PROBLEM REQUIREMENTS: Render every line of the material below as a Markdown table with the columns "No." and "Line," numbering the rows and skipping blank lines. Leave the pictures out.

(Stored records)

○ ○ ○ ○

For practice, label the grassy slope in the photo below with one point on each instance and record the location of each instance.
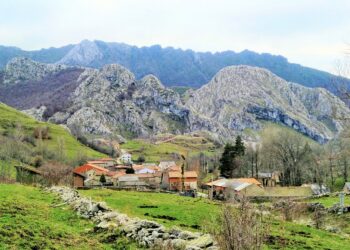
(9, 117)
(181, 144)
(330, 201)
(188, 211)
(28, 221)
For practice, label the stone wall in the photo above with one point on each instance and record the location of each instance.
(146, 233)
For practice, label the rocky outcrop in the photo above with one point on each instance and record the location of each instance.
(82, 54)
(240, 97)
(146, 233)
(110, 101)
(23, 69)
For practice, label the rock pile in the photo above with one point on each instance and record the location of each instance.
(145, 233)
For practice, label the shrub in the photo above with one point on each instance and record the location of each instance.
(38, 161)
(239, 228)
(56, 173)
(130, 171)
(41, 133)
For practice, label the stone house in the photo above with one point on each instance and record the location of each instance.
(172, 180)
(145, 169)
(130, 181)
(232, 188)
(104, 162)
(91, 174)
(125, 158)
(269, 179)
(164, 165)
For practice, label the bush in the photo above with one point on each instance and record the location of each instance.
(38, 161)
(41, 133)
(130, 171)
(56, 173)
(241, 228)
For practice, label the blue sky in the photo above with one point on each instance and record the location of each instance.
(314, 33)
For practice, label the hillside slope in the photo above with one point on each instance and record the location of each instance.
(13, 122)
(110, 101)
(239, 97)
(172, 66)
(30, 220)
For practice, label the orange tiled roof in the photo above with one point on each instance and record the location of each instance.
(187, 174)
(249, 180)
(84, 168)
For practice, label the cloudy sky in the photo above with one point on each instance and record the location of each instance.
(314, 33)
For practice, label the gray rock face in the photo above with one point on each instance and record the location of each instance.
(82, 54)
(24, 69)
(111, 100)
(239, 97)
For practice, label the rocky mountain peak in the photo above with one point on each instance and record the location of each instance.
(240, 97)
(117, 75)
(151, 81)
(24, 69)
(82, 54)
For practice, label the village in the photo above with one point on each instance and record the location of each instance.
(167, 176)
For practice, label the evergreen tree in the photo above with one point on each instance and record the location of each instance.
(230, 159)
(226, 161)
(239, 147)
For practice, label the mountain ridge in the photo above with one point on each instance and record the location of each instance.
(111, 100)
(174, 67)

○ ○ ○ ○

THE OUTPUT:
| No. | Line |
|---|---|
| 1 | For practice, label the grassy slope in the photo below with one point on each instance and record the location of each instance. |
| 2 | (9, 117) |
| 3 | (181, 144) |
| 4 | (330, 201) |
| 5 | (188, 211) |
| 6 | (28, 221) |
| 7 | For practice, label the stone wall in the photo above with one point on each instance and record the location of each instance. |
| 8 | (146, 233) |
| 9 | For practice, label the rocky outcrop in the photo above with one point on each instance and record the location of each instance. |
| 10 | (82, 54) |
| 11 | (240, 97) |
| 12 | (146, 233) |
| 13 | (110, 101) |
| 14 | (23, 69) |
| 15 | For practice, label the rock pile in the photo above with one point on each instance and record the location of each instance. |
| 16 | (145, 233) |
| 17 | For practice, label the shrub in the photo above with one point on each instance and record the location of each instance. |
| 18 | (38, 161) |
| 19 | (239, 228) |
| 20 | (56, 173) |
| 21 | (130, 171) |
| 22 | (41, 133) |
| 23 | For practice, label the stone house in the photo above with one point on each instance and record the location of each instance. |
| 24 | (172, 180) |
| 25 | (145, 169) |
| 26 | (130, 181) |
| 27 | (232, 188) |
| 28 | (104, 162) |
| 29 | (91, 174) |
| 30 | (125, 158) |
| 31 | (269, 179) |
| 32 | (164, 165) |
| 33 | For practice, label the bush in the photo above with one point on each instance and record the location of each instance. |
| 34 | (38, 161) |
| 35 | (41, 133) |
| 36 | (130, 171) |
| 37 | (56, 173) |
| 38 | (241, 228) |
| 39 | For practice, label the blue sky in the photo above with one point on each instance and record the location of each instance. |
| 40 | (314, 33) |
| 41 | For practice, label the hillside slope in the photo above with one point on each instance and record the location of each instance. |
| 42 | (13, 122) |
| 43 | (110, 101) |
| 44 | (239, 97) |
| 45 | (172, 66) |
| 46 | (30, 220) |
| 47 | For practice, label the orange tiled roof in the photo above with one point on each instance and record the location of each instance. |
| 48 | (187, 174) |
| 49 | (249, 180) |
| 50 | (84, 168) |
| 51 | For practice, label the cloudy sky in the photo above with one point on each instance and record the location of each instance. |
| 52 | (314, 33) |
| 53 | For practice, label the gray rock face in the photo above with one point on each instance and record the location of each instance. |
| 54 | (82, 54) |
| 55 | (24, 69) |
| 56 | (111, 100) |
| 57 | (239, 97) |
| 58 | For practice, label the rocky mountain peak in the photo above with one point on each instance and record the location of each instance. |
| 59 | (240, 97) |
| 60 | (117, 75) |
| 61 | (151, 81) |
| 62 | (24, 69) |
| 63 | (82, 54) |
| 64 | For practice, label the village in the photo above with one point on each instance and record the location of each instance. |
| 65 | (167, 176) |
| 66 | For practice, label the evergreen tree in the photo above with one point on each instance and record the location of each instance. |
| 67 | (230, 159) |
| 68 | (226, 161) |
| 69 | (239, 147) |
| 70 | For practice, label the mountain ridge in the photo above with one point on each instance and record the location of each instance. |
| 71 | (111, 100) |
| 72 | (174, 67) |